(Region pointing data)
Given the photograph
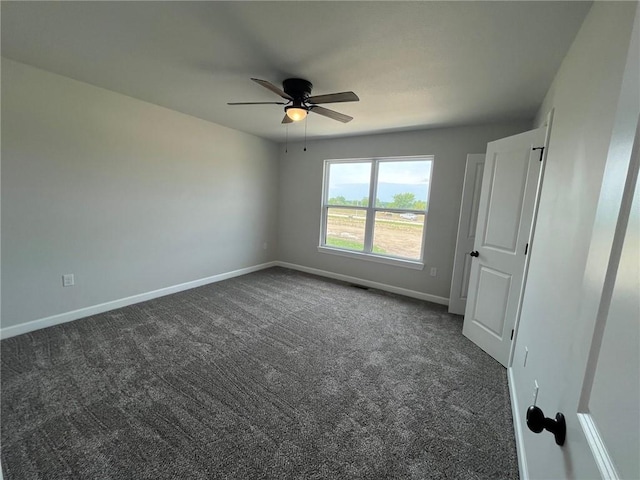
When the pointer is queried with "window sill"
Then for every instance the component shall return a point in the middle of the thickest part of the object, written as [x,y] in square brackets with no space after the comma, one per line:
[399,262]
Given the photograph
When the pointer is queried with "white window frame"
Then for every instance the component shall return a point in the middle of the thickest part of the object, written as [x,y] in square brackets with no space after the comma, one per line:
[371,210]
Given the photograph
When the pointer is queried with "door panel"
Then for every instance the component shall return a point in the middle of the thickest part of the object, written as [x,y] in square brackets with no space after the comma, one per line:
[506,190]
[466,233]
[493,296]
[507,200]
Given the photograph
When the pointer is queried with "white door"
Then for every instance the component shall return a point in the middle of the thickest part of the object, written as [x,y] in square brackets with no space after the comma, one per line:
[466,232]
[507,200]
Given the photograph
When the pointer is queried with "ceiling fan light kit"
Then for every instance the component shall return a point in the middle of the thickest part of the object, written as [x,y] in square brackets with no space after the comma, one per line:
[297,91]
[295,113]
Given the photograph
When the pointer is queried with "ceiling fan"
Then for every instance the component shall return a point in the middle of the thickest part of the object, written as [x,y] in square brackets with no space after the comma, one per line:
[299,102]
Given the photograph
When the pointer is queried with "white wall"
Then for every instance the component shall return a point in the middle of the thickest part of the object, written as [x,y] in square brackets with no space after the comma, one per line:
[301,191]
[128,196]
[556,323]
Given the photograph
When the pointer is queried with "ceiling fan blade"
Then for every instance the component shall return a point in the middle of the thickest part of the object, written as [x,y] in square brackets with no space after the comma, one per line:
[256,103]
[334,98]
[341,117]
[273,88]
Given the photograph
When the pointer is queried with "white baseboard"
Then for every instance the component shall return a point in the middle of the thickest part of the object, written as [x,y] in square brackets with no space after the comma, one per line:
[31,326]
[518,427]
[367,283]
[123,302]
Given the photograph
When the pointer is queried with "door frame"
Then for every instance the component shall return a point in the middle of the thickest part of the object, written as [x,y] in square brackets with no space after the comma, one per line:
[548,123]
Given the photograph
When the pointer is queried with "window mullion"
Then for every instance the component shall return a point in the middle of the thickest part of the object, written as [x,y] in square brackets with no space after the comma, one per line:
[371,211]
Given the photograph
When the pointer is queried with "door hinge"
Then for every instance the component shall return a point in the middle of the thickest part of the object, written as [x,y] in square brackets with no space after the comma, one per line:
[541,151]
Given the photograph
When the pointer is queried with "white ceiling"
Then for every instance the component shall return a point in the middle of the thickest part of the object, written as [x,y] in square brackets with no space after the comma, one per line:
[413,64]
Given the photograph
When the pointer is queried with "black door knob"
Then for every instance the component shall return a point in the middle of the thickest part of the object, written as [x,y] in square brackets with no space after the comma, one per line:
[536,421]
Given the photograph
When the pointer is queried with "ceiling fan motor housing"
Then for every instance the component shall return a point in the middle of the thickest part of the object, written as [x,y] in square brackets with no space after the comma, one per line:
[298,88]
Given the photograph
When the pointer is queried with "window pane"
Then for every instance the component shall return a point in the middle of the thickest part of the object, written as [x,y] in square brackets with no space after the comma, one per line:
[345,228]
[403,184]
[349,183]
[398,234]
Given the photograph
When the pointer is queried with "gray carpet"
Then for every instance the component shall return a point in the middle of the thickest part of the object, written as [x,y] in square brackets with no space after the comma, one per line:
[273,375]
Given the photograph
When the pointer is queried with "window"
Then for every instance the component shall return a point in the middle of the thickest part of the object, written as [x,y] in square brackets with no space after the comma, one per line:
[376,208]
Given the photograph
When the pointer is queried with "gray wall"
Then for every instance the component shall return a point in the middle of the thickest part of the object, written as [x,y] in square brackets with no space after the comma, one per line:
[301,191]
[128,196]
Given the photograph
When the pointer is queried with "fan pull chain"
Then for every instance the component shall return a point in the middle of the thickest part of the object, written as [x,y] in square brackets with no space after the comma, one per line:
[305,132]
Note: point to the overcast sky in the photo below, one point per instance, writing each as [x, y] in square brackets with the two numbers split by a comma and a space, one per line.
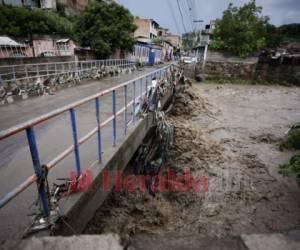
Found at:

-- WHAT IS NEEDED --
Filter the data above, keeping only lines that include the string "wall".

-- OUTPUT OF THE EXERCISE --
When the pointer is queried with "white wall"
When the pointer is queried with "gray wall"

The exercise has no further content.